### Input material:

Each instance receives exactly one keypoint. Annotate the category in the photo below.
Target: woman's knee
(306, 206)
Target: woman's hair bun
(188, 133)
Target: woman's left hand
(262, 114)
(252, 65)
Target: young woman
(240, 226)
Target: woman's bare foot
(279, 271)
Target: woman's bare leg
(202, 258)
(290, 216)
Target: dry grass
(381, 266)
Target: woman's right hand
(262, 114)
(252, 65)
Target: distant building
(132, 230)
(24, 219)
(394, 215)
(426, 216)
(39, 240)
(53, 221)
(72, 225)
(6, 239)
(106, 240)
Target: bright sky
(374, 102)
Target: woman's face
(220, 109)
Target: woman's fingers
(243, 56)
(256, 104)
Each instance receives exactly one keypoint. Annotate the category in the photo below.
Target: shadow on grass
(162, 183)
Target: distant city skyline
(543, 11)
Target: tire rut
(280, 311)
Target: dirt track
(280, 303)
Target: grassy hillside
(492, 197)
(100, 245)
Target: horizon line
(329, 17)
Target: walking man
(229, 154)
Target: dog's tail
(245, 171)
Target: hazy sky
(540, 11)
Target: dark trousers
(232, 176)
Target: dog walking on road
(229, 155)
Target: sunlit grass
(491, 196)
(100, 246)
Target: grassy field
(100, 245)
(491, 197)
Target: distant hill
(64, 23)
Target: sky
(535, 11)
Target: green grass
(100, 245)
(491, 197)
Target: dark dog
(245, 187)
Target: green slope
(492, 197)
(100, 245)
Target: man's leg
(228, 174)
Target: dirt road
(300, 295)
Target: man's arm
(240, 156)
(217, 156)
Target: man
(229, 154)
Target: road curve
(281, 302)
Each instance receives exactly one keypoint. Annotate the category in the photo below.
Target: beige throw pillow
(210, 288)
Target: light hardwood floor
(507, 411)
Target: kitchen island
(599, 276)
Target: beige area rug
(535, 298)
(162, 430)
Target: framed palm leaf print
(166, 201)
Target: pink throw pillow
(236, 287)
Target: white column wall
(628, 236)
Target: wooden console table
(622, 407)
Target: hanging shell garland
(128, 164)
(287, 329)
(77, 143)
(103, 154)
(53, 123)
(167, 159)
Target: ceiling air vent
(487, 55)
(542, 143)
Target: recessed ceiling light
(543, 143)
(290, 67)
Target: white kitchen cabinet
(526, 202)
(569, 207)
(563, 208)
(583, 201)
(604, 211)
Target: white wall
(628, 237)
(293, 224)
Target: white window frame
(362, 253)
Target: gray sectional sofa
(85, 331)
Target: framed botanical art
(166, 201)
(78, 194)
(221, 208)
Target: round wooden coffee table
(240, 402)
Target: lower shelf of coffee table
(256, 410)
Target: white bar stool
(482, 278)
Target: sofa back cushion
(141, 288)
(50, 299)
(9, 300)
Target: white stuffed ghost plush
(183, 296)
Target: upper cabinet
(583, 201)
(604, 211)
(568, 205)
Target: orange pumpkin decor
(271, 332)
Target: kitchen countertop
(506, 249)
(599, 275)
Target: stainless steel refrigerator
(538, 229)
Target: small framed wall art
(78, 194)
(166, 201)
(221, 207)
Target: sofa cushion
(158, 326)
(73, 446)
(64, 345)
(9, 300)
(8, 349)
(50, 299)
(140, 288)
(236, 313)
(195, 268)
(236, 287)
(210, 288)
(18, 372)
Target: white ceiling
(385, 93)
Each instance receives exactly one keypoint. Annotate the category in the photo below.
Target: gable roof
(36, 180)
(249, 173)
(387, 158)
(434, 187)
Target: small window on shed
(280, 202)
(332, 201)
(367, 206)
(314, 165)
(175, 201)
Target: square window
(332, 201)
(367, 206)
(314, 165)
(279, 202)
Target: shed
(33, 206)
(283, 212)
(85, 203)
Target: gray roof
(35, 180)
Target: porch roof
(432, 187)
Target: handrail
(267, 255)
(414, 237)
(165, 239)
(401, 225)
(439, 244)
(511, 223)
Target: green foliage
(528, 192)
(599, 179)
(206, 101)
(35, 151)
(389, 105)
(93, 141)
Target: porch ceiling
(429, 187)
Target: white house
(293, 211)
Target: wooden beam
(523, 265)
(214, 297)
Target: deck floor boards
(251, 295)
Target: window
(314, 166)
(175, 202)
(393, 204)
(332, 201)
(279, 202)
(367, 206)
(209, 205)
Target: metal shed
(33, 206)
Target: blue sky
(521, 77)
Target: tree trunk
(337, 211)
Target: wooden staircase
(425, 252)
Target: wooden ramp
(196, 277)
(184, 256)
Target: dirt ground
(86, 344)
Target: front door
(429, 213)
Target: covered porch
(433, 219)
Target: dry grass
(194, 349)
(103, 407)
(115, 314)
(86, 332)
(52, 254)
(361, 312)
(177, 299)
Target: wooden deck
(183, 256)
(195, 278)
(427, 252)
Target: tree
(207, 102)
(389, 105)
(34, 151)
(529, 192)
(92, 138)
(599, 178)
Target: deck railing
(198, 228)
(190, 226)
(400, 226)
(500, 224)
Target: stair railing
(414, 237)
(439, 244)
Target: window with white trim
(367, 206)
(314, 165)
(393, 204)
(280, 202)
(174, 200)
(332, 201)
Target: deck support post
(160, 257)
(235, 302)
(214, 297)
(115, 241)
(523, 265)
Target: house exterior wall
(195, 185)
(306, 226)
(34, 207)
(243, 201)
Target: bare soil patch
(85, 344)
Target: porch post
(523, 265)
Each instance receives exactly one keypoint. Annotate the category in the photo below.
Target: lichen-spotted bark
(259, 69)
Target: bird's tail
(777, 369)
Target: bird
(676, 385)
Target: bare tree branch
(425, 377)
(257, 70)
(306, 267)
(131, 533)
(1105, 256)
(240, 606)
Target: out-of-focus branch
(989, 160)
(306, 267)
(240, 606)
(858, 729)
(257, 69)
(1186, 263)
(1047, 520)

### What is being asked:
Type out the whole listing above again, exactly as it stands.

### Answer to the problem:
Each instance receives exactly one keypoint. Annotate the category in the photo below.
Target: woman's knee
(306, 206)
Target: woman's hair bun
(188, 133)
Target: woman's left hand
(262, 114)
(252, 65)
Target: young woman
(240, 226)
Target: woman's bare foot
(279, 271)
Target: woman's bare leg
(202, 258)
(290, 216)
Target: dry grass
(381, 266)
Target: woman's right hand
(262, 114)
(252, 65)
Target: distant building
(132, 230)
(24, 219)
(394, 215)
(426, 216)
(39, 240)
(53, 221)
(72, 225)
(6, 239)
(106, 240)
Target: bright sky
(374, 102)
Target: woman's face
(220, 109)
Target: woman's fingers
(243, 56)
(256, 104)
Each instance receives exactly one keypoint. Annotate the category in the photo below.
Target: shadow on grass
(162, 183)
Target: distant city skyline
(543, 11)
Target: tire rut
(280, 311)
Target: dirt track
(280, 303)
Target: grassy hillside
(492, 197)
(100, 245)
Target: horizon line
(329, 17)
Target: walking man
(229, 154)
Target: dog's tail
(245, 171)
Target: hazy sky
(540, 11)
Target: dark trousers
(232, 176)
Target: dog walking on road
(229, 155)
Target: sunlit grass
(491, 196)
(100, 246)
Target: grassy field
(100, 245)
(491, 197)
Target: distant hill
(64, 23)
Target: sky
(535, 11)
Target: green grass
(100, 245)
(491, 197)
Target: dark dog
(245, 187)
Target: green slope
(492, 197)
(100, 245)
Target: man's leg
(228, 174)
Target: dirt road
(300, 295)
Target: man's arm
(240, 156)
(217, 156)
Target: man
(229, 154)
Target: road curve
(281, 302)
Each instance receives exactly one keypoint. Annotate the category in the photo below.
Target: beige throw pillow
(210, 288)
Target: light hardwood floor
(507, 411)
Target: kitchen island
(599, 276)
Target: beige area rug
(535, 298)
(162, 430)
Target: framed palm leaf print
(166, 201)
Target: pink throw pillow
(236, 287)
Target: white column wall
(628, 236)
Target: wooden console table
(622, 407)
Target: hanging shell garland
(128, 164)
(287, 329)
(77, 143)
(103, 154)
(53, 123)
(167, 159)
Target: ceiling air vent
(487, 55)
(542, 143)
Target: recessed ceiling light
(543, 143)
(290, 67)
Target: white kitchen cabinet
(526, 202)
(569, 207)
(563, 208)
(583, 201)
(604, 211)
Target: white wall
(628, 237)
(293, 224)
Target: white window frame
(362, 253)
Target: gray sectional sofa
(85, 331)
Target: framed botanical art
(166, 201)
(78, 194)
(221, 208)
Target: round wooden coffee table
(240, 402)
Target: lower shelf of coffee table
(256, 410)
Target: white bar stool
(482, 278)
Target: sofa back cushion
(141, 288)
(50, 299)
(9, 300)
Target: white stuffed ghost plush
(183, 296)
Target: upper cabinet
(583, 201)
(604, 211)
(568, 205)
Target: orange pumpkin decor
(271, 332)
Target: kitchen countertop
(506, 249)
(599, 275)
Target: stainless steel refrigerator
(538, 229)
Target: small framed wall art
(78, 194)
(166, 201)
(221, 207)
Target: sofa cushion
(158, 326)
(73, 446)
(64, 345)
(9, 300)
(8, 349)
(50, 299)
(140, 288)
(236, 313)
(195, 268)
(236, 287)
(210, 288)
(18, 372)
Target: white ceiling
(385, 93)
Each instance receives exactly one keypoint. Annotate the category in the photo below.
Target: gable roof
(36, 180)
(249, 173)
(387, 158)
(434, 187)
Target: small window on shed
(280, 202)
(332, 201)
(367, 206)
(314, 165)
(175, 201)
Target: square window
(332, 201)
(367, 206)
(314, 165)
(279, 202)
Target: shed
(33, 206)
(283, 212)
(85, 203)
Target: gray roof
(35, 180)
Target: porch roof
(432, 187)
Target: handrail
(267, 255)
(414, 237)
(165, 239)
(401, 225)
(439, 244)
(511, 223)
Target: green foliage
(528, 192)
(599, 179)
(206, 101)
(35, 151)
(389, 105)
(93, 141)
Target: porch ceiling
(429, 187)
Target: white house
(293, 211)
Target: wooden beam
(523, 265)
(214, 297)
Target: deck floor boards
(251, 295)
Target: window
(314, 166)
(175, 202)
(393, 204)
(332, 201)
(279, 202)
(367, 206)
(209, 205)
Target: metal shed
(33, 206)
Target: blue sky
(521, 77)
Target: tree trunk
(337, 211)
Target: wooden staircase
(425, 252)
Target: wooden ramp
(196, 277)
(184, 256)
Target: dirt ground
(86, 344)
Target: front door
(429, 213)
Target: covered porch
(433, 219)
Target: dry grass
(194, 349)
(103, 407)
(115, 314)
(86, 332)
(52, 254)
(361, 312)
(177, 299)
Target: wooden deck
(183, 256)
(195, 278)
(427, 252)
Target: tree
(207, 102)
(389, 105)
(34, 151)
(529, 192)
(92, 138)
(599, 178)
Target: deck railing
(198, 228)
(190, 226)
(400, 226)
(500, 224)
Target: stair railing
(414, 237)
(439, 244)
Target: window with white trim
(367, 206)
(314, 165)
(393, 204)
(280, 202)
(174, 200)
(332, 201)
Target: deck support post
(160, 257)
(235, 302)
(214, 297)
(115, 241)
(523, 265)
Target: house exterior wall
(195, 185)
(306, 226)
(34, 207)
(243, 201)
Target: bare soil patch
(85, 344)
Target: porch post
(523, 265)
Each instance receives exactly one keypoint. Annotate the category in the photo below.
Target: lichen-spotted bark
(259, 69)
Target: bird's tail
(777, 369)
Target: bird
(676, 385)
Target: bare tree branch
(425, 377)
(257, 70)
(306, 267)
(131, 533)
(1105, 256)
(240, 606)
Target: out-of-focus branch
(989, 160)
(306, 267)
(240, 606)
(858, 729)
(257, 69)
(1186, 263)
(1047, 520)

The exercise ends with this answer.